Written instruction: Reproduce every entry in the listing without alteration.

Supplied information:
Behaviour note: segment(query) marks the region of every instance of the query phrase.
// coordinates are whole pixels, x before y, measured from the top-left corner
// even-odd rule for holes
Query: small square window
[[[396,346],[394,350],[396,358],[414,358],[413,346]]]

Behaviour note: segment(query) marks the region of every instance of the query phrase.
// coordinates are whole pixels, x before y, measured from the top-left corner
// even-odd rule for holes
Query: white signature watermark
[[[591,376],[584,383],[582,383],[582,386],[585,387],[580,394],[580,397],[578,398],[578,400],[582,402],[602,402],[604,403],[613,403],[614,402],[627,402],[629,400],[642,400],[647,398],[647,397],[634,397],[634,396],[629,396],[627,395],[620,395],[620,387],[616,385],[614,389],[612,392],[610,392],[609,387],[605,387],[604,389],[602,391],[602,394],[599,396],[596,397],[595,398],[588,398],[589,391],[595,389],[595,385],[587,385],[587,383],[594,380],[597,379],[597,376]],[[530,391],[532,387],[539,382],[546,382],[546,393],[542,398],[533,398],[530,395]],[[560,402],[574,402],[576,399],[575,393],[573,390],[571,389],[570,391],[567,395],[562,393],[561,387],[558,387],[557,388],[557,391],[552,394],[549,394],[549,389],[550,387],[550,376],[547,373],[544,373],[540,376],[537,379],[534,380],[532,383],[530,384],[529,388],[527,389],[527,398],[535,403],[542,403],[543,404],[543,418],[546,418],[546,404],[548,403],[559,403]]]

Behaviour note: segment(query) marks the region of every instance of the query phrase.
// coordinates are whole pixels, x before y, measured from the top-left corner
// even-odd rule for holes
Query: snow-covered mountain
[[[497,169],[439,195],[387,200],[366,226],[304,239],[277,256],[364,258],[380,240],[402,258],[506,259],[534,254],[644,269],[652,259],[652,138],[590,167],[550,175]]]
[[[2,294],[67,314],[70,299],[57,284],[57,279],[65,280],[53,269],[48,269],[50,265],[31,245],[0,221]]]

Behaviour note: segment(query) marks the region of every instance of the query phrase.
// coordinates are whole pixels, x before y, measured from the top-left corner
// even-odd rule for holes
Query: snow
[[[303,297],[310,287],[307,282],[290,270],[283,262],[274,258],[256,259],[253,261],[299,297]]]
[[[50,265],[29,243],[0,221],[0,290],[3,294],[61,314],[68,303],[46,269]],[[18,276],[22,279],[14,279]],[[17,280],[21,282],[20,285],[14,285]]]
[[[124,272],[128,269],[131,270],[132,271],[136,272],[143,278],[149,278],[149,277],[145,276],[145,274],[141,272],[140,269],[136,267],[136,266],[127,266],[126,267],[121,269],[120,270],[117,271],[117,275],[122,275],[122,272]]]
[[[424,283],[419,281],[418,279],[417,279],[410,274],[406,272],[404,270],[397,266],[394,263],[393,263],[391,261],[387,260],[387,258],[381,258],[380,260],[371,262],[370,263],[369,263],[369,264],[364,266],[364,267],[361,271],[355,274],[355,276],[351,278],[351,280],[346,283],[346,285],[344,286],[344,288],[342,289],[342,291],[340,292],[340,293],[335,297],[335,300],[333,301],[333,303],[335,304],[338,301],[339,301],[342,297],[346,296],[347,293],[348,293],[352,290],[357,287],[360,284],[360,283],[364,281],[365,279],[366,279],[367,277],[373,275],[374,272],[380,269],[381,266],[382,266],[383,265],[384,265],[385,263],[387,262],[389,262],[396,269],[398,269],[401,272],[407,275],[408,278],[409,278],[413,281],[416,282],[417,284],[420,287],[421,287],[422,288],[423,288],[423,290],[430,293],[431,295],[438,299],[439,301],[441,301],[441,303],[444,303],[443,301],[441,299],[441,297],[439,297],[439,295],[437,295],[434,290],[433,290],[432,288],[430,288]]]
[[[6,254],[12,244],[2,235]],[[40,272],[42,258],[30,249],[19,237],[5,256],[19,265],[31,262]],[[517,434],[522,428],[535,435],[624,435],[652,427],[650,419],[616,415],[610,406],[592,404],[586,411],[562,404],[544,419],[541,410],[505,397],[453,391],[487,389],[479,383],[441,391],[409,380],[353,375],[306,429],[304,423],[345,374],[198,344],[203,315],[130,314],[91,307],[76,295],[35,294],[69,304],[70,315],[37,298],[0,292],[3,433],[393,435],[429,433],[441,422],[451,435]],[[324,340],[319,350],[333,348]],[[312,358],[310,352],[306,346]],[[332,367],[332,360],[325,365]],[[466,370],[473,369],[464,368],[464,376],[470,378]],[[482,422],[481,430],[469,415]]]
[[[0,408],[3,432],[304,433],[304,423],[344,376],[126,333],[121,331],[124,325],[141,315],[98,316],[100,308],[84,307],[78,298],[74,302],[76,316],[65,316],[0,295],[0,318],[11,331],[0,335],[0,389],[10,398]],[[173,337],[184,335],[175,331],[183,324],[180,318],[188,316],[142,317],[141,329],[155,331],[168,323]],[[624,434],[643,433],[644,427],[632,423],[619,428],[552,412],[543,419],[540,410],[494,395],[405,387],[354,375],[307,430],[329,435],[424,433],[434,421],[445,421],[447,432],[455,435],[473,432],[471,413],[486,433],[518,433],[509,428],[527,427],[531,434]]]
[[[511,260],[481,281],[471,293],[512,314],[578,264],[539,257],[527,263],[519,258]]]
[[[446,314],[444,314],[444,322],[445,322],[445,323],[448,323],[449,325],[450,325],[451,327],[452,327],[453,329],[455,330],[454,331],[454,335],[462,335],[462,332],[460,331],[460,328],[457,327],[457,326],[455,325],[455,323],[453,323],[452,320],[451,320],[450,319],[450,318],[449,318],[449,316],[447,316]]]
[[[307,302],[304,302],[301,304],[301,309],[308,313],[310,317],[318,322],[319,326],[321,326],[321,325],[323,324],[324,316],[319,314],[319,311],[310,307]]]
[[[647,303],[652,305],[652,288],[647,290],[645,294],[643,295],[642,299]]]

The completed task:
Behaviour note: segment(query) marks the region of every instance of the query phrase.
// coordinates are whole pixels, x before y, measured from the top-left corner
// even-odd rule for holes
Query: small square window
[[[396,346],[394,350],[396,358],[414,358],[413,346]]]

Behaviour note: segment(query) marks the region of every instance of the query phrase.
// coordinates are whole pixels, x before y, measured from the top-left corner
// even-odd rule for holes
Query: white signature watermark
[[[591,376],[584,383],[582,383],[582,386],[585,387],[580,394],[580,397],[578,398],[578,400],[582,402],[602,402],[604,403],[613,403],[614,402],[627,402],[629,400],[642,400],[647,398],[647,397],[634,397],[634,396],[629,396],[627,395],[620,395],[620,387],[616,385],[614,389],[612,392],[610,392],[609,387],[605,387],[604,389],[602,391],[602,394],[599,396],[596,397],[595,398],[588,398],[589,391],[595,389],[595,385],[587,385],[587,383],[594,380],[597,379],[597,376]],[[530,391],[532,387],[539,382],[546,382],[546,393],[542,398],[533,398],[530,395]],[[560,402],[574,402],[576,399],[575,393],[573,390],[571,389],[570,391],[567,395],[562,393],[561,387],[558,387],[557,388],[557,391],[552,394],[549,394],[549,389],[550,387],[550,376],[547,373],[544,373],[540,376],[537,379],[534,380],[532,383],[530,384],[529,388],[527,389],[527,398],[535,403],[542,403],[543,404],[543,418],[546,418],[546,404],[548,403],[559,403]]]

Behaviour note: segment(query) marks the region of every instance of the query phrase.
// coordinates are whole pixels, x before y, measured from the top-left corner
// even-odd rule for holes
Query: snow-covered mountain
[[[497,169],[439,195],[387,200],[366,226],[304,239],[277,256],[364,258],[380,240],[402,258],[506,259],[534,254],[644,269],[652,259],[652,138],[590,167],[550,175]]]
[[[2,294],[67,314],[70,299],[57,284],[57,279],[65,280],[53,269],[48,269],[50,265],[31,245],[0,221]]]

Behaviour note: segment(query) marks the region of every instance of the query phrase.
// coordinates are whole pixels, x before y, measured from the top-left corner
// even-odd rule for holes
Query: snow
[[[303,297],[310,287],[307,282],[290,270],[283,262],[274,258],[256,259],[253,261],[299,297]]]
[[[50,265],[29,243],[0,221],[0,290],[3,294],[61,314],[68,303],[46,269]],[[18,276],[22,279],[14,279]],[[17,280],[21,282],[20,285],[14,285]]]
[[[124,272],[128,269],[131,270],[132,271],[136,272],[143,278],[149,278],[149,277],[145,276],[145,274],[141,272],[140,269],[136,267],[136,266],[127,266],[126,267],[121,269],[120,270],[117,271],[117,275],[122,275],[122,272]]]
[[[424,283],[419,281],[418,279],[417,279],[410,274],[406,272],[404,270],[397,266],[394,263],[393,263],[391,261],[387,260],[387,258],[381,258],[380,260],[371,262],[370,263],[369,263],[369,264],[364,266],[364,267],[361,271],[355,274],[355,276],[351,278],[351,280],[346,283],[346,285],[344,286],[344,288],[342,289],[342,291],[340,292],[340,293],[335,297],[335,300],[333,301],[333,303],[335,304],[338,301],[339,301],[342,297],[346,296],[347,293],[348,293],[352,290],[357,287],[360,284],[360,283],[364,281],[365,279],[366,279],[367,277],[373,275],[374,272],[380,269],[381,266],[382,266],[383,265],[384,265],[385,263],[387,262],[389,262],[396,269],[398,269],[401,272],[407,275],[408,278],[409,278],[413,281],[416,282],[417,284],[420,287],[421,287],[422,288],[423,288],[423,290],[430,293],[431,295],[438,299],[439,301],[441,301],[441,303],[444,303],[443,301],[441,299],[441,297],[439,297],[439,295],[437,295],[434,290],[433,290],[432,288],[430,288]]]
[[[6,254],[12,244],[2,235]],[[40,272],[42,258],[30,249],[19,237],[5,256],[19,265],[31,262]],[[517,434],[522,428],[535,435],[624,435],[652,427],[650,419],[616,415],[610,406],[592,404],[586,411],[562,404],[544,419],[541,410],[505,397],[453,391],[487,389],[479,383],[441,391],[409,380],[353,375],[306,429],[304,423],[345,374],[198,344],[203,315],[130,314],[91,307],[76,295],[35,294],[69,304],[70,315],[37,298],[0,292],[3,433],[393,435],[429,433],[441,422],[451,435]],[[324,340],[319,350],[333,348]],[[312,358],[310,352],[306,346]],[[332,367],[332,360],[325,365]],[[466,370],[473,369],[464,368],[464,376],[470,378]],[[482,422],[481,430],[469,415]]]
[[[0,408],[3,432],[304,433],[304,423],[344,376],[126,333],[121,331],[124,325],[141,315],[98,316],[100,308],[84,307],[78,298],[74,302],[76,316],[65,316],[0,295],[0,318],[11,331],[0,335],[0,389],[10,398]],[[173,337],[184,335],[175,331],[183,324],[180,318],[188,316],[142,317],[141,329],[155,331],[168,323]],[[624,434],[643,433],[644,427],[632,423],[619,428],[552,412],[543,419],[540,410],[494,395],[405,387],[354,375],[307,430],[329,435],[424,433],[434,421],[445,421],[447,432],[455,435],[473,432],[471,413],[486,433],[518,433],[509,428],[527,427],[531,434]]]
[[[511,260],[481,281],[471,293],[512,314],[578,264],[539,257],[527,263],[519,258]]]
[[[446,314],[444,314],[444,322],[445,322],[445,323],[448,323],[449,325],[450,325],[451,327],[452,327],[453,329],[455,330],[454,331],[454,335],[462,335],[462,332],[460,331],[460,328],[457,327],[457,326],[455,325],[455,323],[453,323],[452,320],[451,320],[450,319],[450,318],[449,318],[449,316],[447,316]]]
[[[307,302],[304,302],[301,304],[301,309],[308,313],[310,317],[318,322],[319,326],[321,326],[321,325],[323,324],[324,316],[319,314],[319,311],[310,307]]]
[[[647,303],[652,305],[652,288],[647,290],[645,294],[643,295],[642,299]]]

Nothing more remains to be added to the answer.